(EXERCISE TEXT begins)

Both the Arsenale and the Central Pavilion in the Giardini open with works by Issa Samb, the late Senegalese artist and co-founder of Dakar’s revolutionary art collective Laboratoire Agit’Art, though in sharply contrasting registers. In the Central Pavilion, a reconstruction of Samb’s courtyard studio, filled with clothes and found objects including masks and dolls, looks at the texture of a life spent accumulating and gathering. The space, which served as a place for meeting and talking as well as making, introduces the sense of comradeship underpinning the late Koyo Kouoh’s curatorial spirit. Samb was something of a mentor to Kouoh; she once described his courtyard as a “total artwork”.
The Arsenale begins with a solitary painting resembling a spectral mask or threshold figure, which the wall text describes as an expression of Samb’s understanding of existence beyond the divide between life and death, a sensibility that was echoed in his habit of repeatedly destroying and remaking his own works. That atmosphere of posthumous continuity is further underscored by the inclusion, beneath the painting, of the late Palestinian poet Refaat Alareer’s If I Must Die (2023), a poem mourning loss while insisting on the fact that life must continue after loss. The pairing collapses private grief, Kouoh’s own passing, and the ongoing catastrophe in Palestine into a shared spectral presence that has haunted Venice during its opening week.
This is one of the lingering notes across in the Arsenale. The raw corrugated-cardboard cross-sections used as partition walls further reinforce this atmosphere: warm, provisional, rhythmic and evocative of “the earth-toned spaces” of the art centre Kouoh founded in Dakar, RAW Material Company. Emerging from the long hallways of the Arsenale and standing before Nairobi-based artist Kaloki Nyamai’s epic figurations, standing inside Kader Attia’s kaleidoscopic chamber, or beneath the long halls crowned by Akinbode Akinbiyi’s photographs, hanging like suspended prints fresh from production, traces of daily life are brought to the fore, while also alluding to the afterlives of people who lived under colonial rule.
I found myself thinking about how craft operates across much of the Global South as infrastructure: something that enables society to function. In this way, Kouoh’s curation is a marked departure from the recurring framing of craft and ancestral spirituality as holding ethnographic rather than artistic value, a perspective that still dominates the bienniale circuit. A celebration of another sensibility seen in the Global South emerges later in the exhibition. Barbadian artist Annalee Davis is showing a huge wall-mounted herbarium filled with plants grown in her garden, and Carolina Caycedo’s giant hanging seed-like sculptures explore gardening, seed-keeping and food sovereignty less as subjects for ecological discourse than as structures of continuity and autonomy still embedded in everyday life.
There is a filmic logic which extends into the exhibition’s material language: film is treated as a medium for weaving together visual, sonic, and spiritual forms of perception. You can see it in the work by Brazilian photographer Eustáquio Neves. Neves’ background in chemistry informs the hallucinatory materiality of his emulsion-coated photographs of the world’s largest African slave landing site, in which archival truth and speculative fiction blur.

(EXERCISE TEXT ends)
(DATASET begins)

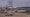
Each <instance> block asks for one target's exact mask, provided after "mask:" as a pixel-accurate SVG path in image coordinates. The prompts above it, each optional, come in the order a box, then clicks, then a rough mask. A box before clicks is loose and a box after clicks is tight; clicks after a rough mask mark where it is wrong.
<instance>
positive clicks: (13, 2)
mask: <svg viewBox="0 0 30 17" xmlns="http://www.w3.org/2000/svg"><path fill="white" fill-rule="evenodd" d="M7 1H9V0H0V7H1V5H2V7H6V5H8V3H7ZM27 5H28V7H30V0H13V5H12V6H13V7H27Z"/></svg>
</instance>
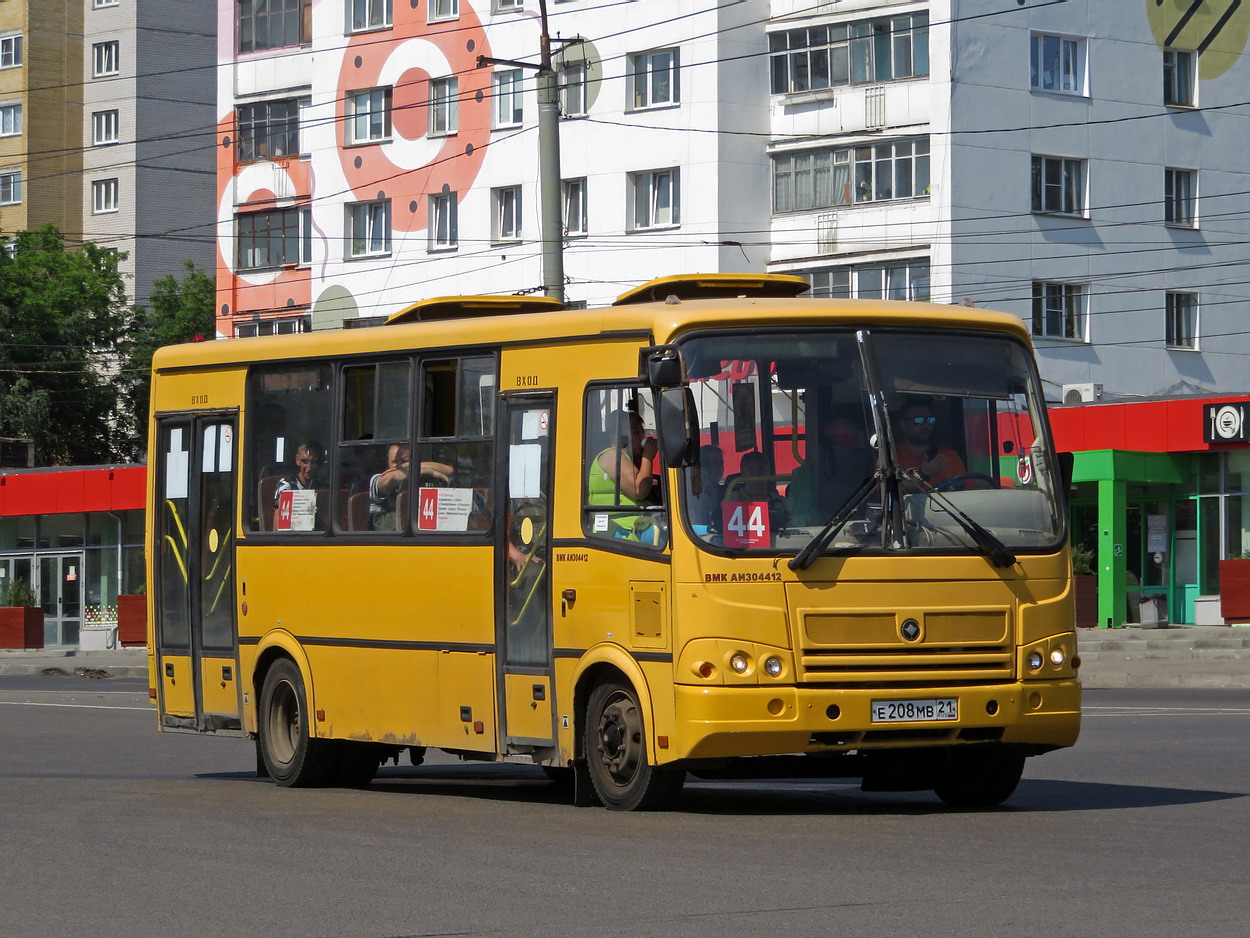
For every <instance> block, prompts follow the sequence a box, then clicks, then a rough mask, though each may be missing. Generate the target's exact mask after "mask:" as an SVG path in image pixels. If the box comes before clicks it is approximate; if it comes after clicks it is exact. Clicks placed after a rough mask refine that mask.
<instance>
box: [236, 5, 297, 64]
mask: <svg viewBox="0 0 1250 938" xmlns="http://www.w3.org/2000/svg"><path fill="white" fill-rule="evenodd" d="M237 1H239V51H240V53H259V51H260V50H262V49H279V48H281V46H285V45H299V44H300V43H306V41H307V39H309V36H310V35H311V26H312V0H237Z"/></svg>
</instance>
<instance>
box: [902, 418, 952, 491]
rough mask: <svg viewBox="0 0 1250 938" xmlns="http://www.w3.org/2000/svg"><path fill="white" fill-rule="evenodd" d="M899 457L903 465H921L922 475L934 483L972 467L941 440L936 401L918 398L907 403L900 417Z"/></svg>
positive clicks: (905, 465)
mask: <svg viewBox="0 0 1250 938" xmlns="http://www.w3.org/2000/svg"><path fill="white" fill-rule="evenodd" d="M896 423H898V426H899V436H898V439H896V440H895V441H896V443H898V449H899V453H898V459H899V466H900V468H903V469H919V470H920V478H921V479H924V480H925V482H928V483H929V484H930V485H939V484H940V483H943V482H945V480H946V479H950V478H954V477H956V475H964V474H965V473H968V469H966V468H965V466H964V460H963V459H960V456H959V453H956V451H955V450H953V449H951V448H950V446H943V445H939V443H938V430H939V426H938V418H936V416H934V409H933V405H931V404H930V403H929V401H928V400H924V399H920V398H914V399H911V400H909V401H906V403H904V405H903V409H901V410H900V411H899V419H898V421H896Z"/></svg>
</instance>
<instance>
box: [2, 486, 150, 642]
mask: <svg viewBox="0 0 1250 938" xmlns="http://www.w3.org/2000/svg"><path fill="white" fill-rule="evenodd" d="M146 474H148V473H146V468H145V466H141V465H128V466H103V468H66V469H19V470H4V473H2V474H0V600H4V597H6V595H8V592H9V584H11V583H12V582H14V580H16V579H21V580H25V582H26V583H27V584H29V585H30V588H31V589H32V590H34V593H35V597H36V598H37V600H39V604H40V607H41V608H42V610H44V645H45V647H49V648H58V647H60V648H75V647H79V645H80V643H81V642H83V639H84V637H85V635H88V634H91V633H84V632H83V629H93V628H95V629H99V630H100V634H105V630H106V629H109V628H111V627H115V625H116V618H118V595H119V594H126V593H143V592H144V489H145V479H146ZM113 634H115V632H114V633H113Z"/></svg>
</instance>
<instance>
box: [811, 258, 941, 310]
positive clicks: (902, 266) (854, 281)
mask: <svg viewBox="0 0 1250 938" xmlns="http://www.w3.org/2000/svg"><path fill="white" fill-rule="evenodd" d="M803 275H804V276H806V278H808V280H809V283H811V291H810V293H809V294H808V295H810V296H815V298H820V299H835V300H844V299H853V298H854V299H864V300H913V301H915V303H928V301H929V258H914V259H908V260H896V261H889V263H885V264H859V265H855V266H838V268H826V269H823V270H813V271H809V273H805V274H803Z"/></svg>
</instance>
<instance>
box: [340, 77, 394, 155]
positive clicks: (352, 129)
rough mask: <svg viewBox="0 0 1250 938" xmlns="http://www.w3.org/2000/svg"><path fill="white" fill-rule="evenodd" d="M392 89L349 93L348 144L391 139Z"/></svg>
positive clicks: (347, 102)
mask: <svg viewBox="0 0 1250 938" xmlns="http://www.w3.org/2000/svg"><path fill="white" fill-rule="evenodd" d="M390 108H391V89H389V88H371V89H367V90H365V91H349V93H347V144H370V143H377V141H380V140H389V139H390Z"/></svg>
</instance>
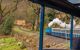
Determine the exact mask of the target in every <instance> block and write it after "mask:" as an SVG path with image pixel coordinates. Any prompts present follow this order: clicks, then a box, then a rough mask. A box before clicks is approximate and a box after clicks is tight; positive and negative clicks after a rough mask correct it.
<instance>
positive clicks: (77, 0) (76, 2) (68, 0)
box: [68, 0, 80, 4]
mask: <svg viewBox="0 0 80 50" xmlns="http://www.w3.org/2000/svg"><path fill="white" fill-rule="evenodd" d="M68 1H69V2H71V3H73V4H76V3H80V0H68Z"/></svg>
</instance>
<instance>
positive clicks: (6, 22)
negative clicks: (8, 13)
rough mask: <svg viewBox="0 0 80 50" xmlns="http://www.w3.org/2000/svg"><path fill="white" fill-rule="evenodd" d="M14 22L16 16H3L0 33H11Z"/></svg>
mask: <svg viewBox="0 0 80 50" xmlns="http://www.w3.org/2000/svg"><path fill="white" fill-rule="evenodd" d="M13 24H14V18H13V17H11V16H9V17H4V18H3V23H2V24H1V25H0V33H2V34H5V35H9V34H11V32H12V26H13Z"/></svg>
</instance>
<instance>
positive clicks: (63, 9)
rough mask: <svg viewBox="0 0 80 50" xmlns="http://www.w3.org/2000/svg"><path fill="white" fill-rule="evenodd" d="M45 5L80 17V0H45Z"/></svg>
mask: <svg viewBox="0 0 80 50" xmlns="http://www.w3.org/2000/svg"><path fill="white" fill-rule="evenodd" d="M31 1H32V2H34V3H38V4H41V3H42V1H41V0H31ZM44 3H45V6H46V7H50V8H52V9H57V10H59V11H62V12H65V13H69V14H71V15H74V16H77V17H80V0H78V2H76V1H75V0H44Z"/></svg>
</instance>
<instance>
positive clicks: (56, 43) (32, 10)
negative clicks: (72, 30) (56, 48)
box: [0, 0, 80, 50]
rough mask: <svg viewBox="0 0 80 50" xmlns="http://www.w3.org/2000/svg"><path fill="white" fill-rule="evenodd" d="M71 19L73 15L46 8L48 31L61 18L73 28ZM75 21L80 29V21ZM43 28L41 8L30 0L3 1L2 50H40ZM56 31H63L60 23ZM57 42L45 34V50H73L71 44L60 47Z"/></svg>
mask: <svg viewBox="0 0 80 50" xmlns="http://www.w3.org/2000/svg"><path fill="white" fill-rule="evenodd" d="M70 17H71V15H70V14H67V13H64V12H61V11H58V10H56V9H51V8H48V7H46V8H45V20H44V21H45V22H44V31H45V29H46V28H47V27H48V23H49V22H50V21H52V20H53V19H55V18H59V19H60V20H61V21H64V22H65V23H67V24H69V23H70ZM74 20H75V22H76V26H78V27H79V26H80V20H79V18H78V17H74ZM39 26H40V5H39V4H35V3H32V2H30V1H28V0H0V50H14V49H15V50H38V47H39V46H38V45H39V31H40V29H39ZM52 27H54V28H61V27H60V26H59V25H58V24H56V23H55V24H53V25H52ZM57 39H58V38H57ZM49 41H50V42H49ZM56 41H57V40H56V38H53V37H51V36H48V35H46V33H44V45H43V47H44V48H67V49H69V47H70V46H69V40H68V43H65V42H63V41H65V40H64V39H62V40H61V42H60V43H59V42H58V41H57V42H56ZM61 45H62V46H61ZM66 46H67V47H66Z"/></svg>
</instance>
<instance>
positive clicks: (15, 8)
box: [0, 0, 23, 23]
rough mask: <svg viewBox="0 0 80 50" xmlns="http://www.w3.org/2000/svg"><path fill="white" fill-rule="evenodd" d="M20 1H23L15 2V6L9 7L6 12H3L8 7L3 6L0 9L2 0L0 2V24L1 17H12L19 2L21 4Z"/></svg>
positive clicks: (16, 8) (1, 17)
mask: <svg viewBox="0 0 80 50" xmlns="http://www.w3.org/2000/svg"><path fill="white" fill-rule="evenodd" d="M21 1H23V0H15V5H14V6H13V7H11V8H10V9H9V10H8V11H7V12H5V11H6V8H7V7H8V6H5V7H4V8H3V9H2V2H3V0H0V23H2V19H3V17H5V16H7V15H8V14H9V15H13V13H14V12H15V11H16V10H17V7H18V4H19V2H21Z"/></svg>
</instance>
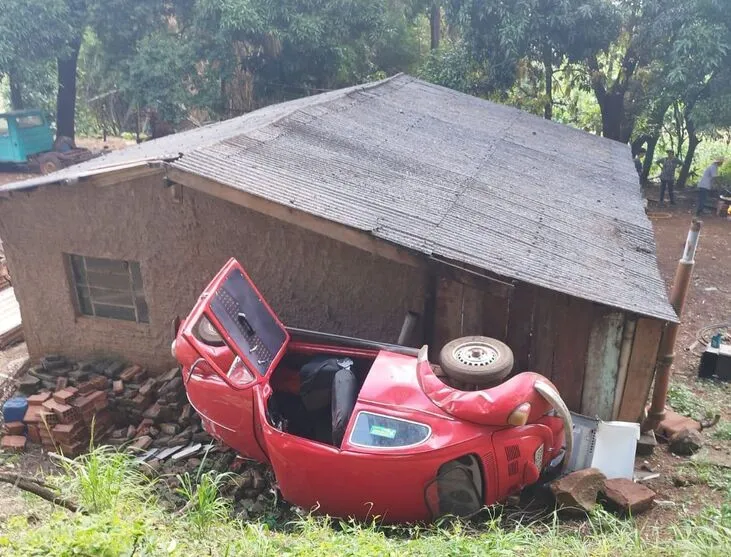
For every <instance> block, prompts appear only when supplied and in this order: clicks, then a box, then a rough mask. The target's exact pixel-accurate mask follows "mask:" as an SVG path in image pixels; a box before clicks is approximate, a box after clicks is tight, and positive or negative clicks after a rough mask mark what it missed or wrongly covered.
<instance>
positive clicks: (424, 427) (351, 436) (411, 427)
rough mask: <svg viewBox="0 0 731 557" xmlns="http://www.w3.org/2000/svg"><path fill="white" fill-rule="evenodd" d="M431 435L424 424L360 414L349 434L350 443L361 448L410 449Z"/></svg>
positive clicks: (378, 416) (429, 427)
mask: <svg viewBox="0 0 731 557" xmlns="http://www.w3.org/2000/svg"><path fill="white" fill-rule="evenodd" d="M429 435H431V428H430V427H429V426H427V425H424V424H419V423H416V422H411V421H408V420H401V419H399V418H392V417H390V416H383V415H381V414H373V413H371V412H360V413H359V414H358V417H357V418H356V421H355V426H353V431H352V433H351V434H350V443H351V444H352V445H360V446H361V447H410V446H412V445H418V444H419V443H423V442H424V441H426V440H427V439H428V438H429Z"/></svg>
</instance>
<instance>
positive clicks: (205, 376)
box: [173, 259, 572, 523]
mask: <svg viewBox="0 0 731 557" xmlns="http://www.w3.org/2000/svg"><path fill="white" fill-rule="evenodd" d="M173 354H174V355H175V357H176V358H177V359H178V361H179V362H180V364H181V365H182V368H183V379H184V382H185V387H186V390H187V394H188V399H189V400H190V403H191V405H192V406H193V407H194V408H195V410H196V411H197V412H198V413H199V414H200V416H201V418H202V421H203V424H204V427H205V429H206V431H208V433H210V434H211V435H212V436H213V437H215V438H216V439H219V440H220V441H222V442H223V443H225V444H226V445H228V446H230V447H232V448H233V449H235V450H236V451H238V452H239V453H240V454H241V455H242V456H244V457H248V458H251V459H254V460H256V461H259V462H263V463H267V464H269V465H271V466H272V468H273V470H274V474H275V477H276V481H277V484H278V487H279V489H280V490H281V494H282V496H283V498H284V499H285V500H287V501H289V502H290V503H292V504H294V505H297V506H300V507H303V508H305V509H312V510H316V511H317V512H320V513H326V514H328V515H331V516H339V517H356V518H361V519H364V518H369V517H370V518H373V517H380V520H382V521H384V522H391V523H393V522H411V521H428V520H432V519H433V518H435V517H437V516H440V515H444V514H454V515H461V516H465V515H470V514H472V513H475V512H477V511H479V510H480V509H481V508H482V507H483V506H484V505H491V504H493V503H496V502H499V501H501V500H504V499H505V498H506V497H507V496H508V495H511V494H513V493H516V492H518V491H520V490H521V489H522V488H523V487H524V486H526V485H529V484H532V483H534V482H536V481H537V480H538V479H539V477H540V476H541V474H542V473H544V472H546V471H547V470H548V469H552V468H554V467H558V466H563V463H566V462H568V460H569V456H570V451H571V431H572V427H571V417H570V414H569V412H568V410H567V408H566V406H565V405H564V403H563V401H562V400H561V398H560V396H559V394H558V393H557V391H556V389H555V388H554V386H553V385H552V384H551V383H550V382H549V381H548V380H547V379H546V378H544V377H542V376H540V375H538V374H536V373H520V374H517V375H515V376H514V377H512V378H510V379H508V380H506V381H504V382H502V383H499V384H497V385H496V386H492V387H490V388H484V389H480V390H463V389H458V388H455V387H453V386H450V385H455V384H460V385H463V383H464V381H465V380H469V379H472V381H471V382H472V383H473V385H474V384H478V385H479V384H484V379H485V376H486V375H487V377H488V379H490V380H491V381H495V380H496V379H500V378H502V377H504V376H505V375H507V374H508V373H509V372H510V368H512V354H511V353H510V352H509V349H508V348H507V347H506V346H505V345H503V344H502V343H499V342H498V341H493V340H491V339H486V338H483V337H468V338H465V339H458V340H457V341H454V342H452V343H449V345H447V346H446V347H445V349H444V350H442V364H443V366H442V367H443V368H444V369H442V368H440V367H439V366H434V365H432V364H430V363H429V361H428V359H427V350H426V347H423V348H422V349H421V350H418V351H417V350H415V349H411V348H406V347H402V346H395V345H387V344H380V343H375V342H370V341H364V340H359V339H352V338H348V337H340V336H334V335H327V334H323V333H315V332H310V331H302V330H297V329H288V328H286V327H285V326H284V325H283V324H282V323H281V322H280V321H279V319H278V318H277V316H276V315H275V314H274V312H273V311H272V310H271V308H270V307H269V305H268V304H267V303H266V301H265V300H264V299H263V298H262V296H261V294H260V293H259V291H258V290H257V289H256V287H255V286H254V284H253V283H252V282H251V280H250V279H249V277H248V275H247V274H246V272H245V271H244V270H243V268H242V267H241V265H239V263H238V262H237V261H236V260H234V259H231V260H230V261H229V262H228V263H227V264H226V265H225V266H224V268H223V269H221V271H220V272H219V273H218V275H217V276H216V277H215V278H214V279H213V281H212V282H211V284H210V285H209V286H208V287H207V288H206V290H205V291H204V292H203V294H202V295H201V297H200V299H199V301H198V303H197V304H196V306H195V307H194V309H193V311H192V312H191V313H190V315H189V316H188V317H187V319H186V320H185V322H184V323H183V324H182V325H181V326H180V327H179V329H178V332H177V335H176V339H175V341H174V343H173ZM445 372H446V375H445ZM496 373H497V375H498V376H500V377H496ZM450 376H451V378H450ZM454 377H457V378H458V379H459V380H461V383H455V381H454V379H453V378H454ZM463 388H464V387H463ZM471 388H473V389H474V388H475V387H474V386H473V387H471Z"/></svg>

(DATASET ends)

QUESTIONS TO ANSWER -
**1.** According to the exhibition review, why does the reconstruction of Issa Samb's courtyard studio introduce a sense of comradeship?
**2.** Select every line of the listing that contains the string "negative".
The listing has no connection to the exhibition review.

SOLUTIONS TO EACH TASK -
**1.** The studio served as a place for meeting and talking as well as for making art. Recreating it therefore brings forward the comradeship underpinning Koyo Kouoh's curatorial spirit.

**2.**
Determine the exact mask of the target in every <instance> block and write it after "mask:" as an SVG path with image pixel coordinates. Any prompts present follow this order: clicks, then a box, then a rough mask. A box before clicks is approximate and a box after clicks is tight; positive and negative clicks after a rough mask correct it.
negative clicks: (8, 13)
negative clicks: (72, 30) (56, 48)
For every <instance> block, prompts appear only when supplied and in this order: clicks, then a box, then a rough mask. The target's exact pixel-accurate mask follows "mask:" as an SVG path in image pixels; a box before clicks is approximate, a box after clicks is tight, and positive or negative clicks after a rough mask mark what it missed or wrongly covered.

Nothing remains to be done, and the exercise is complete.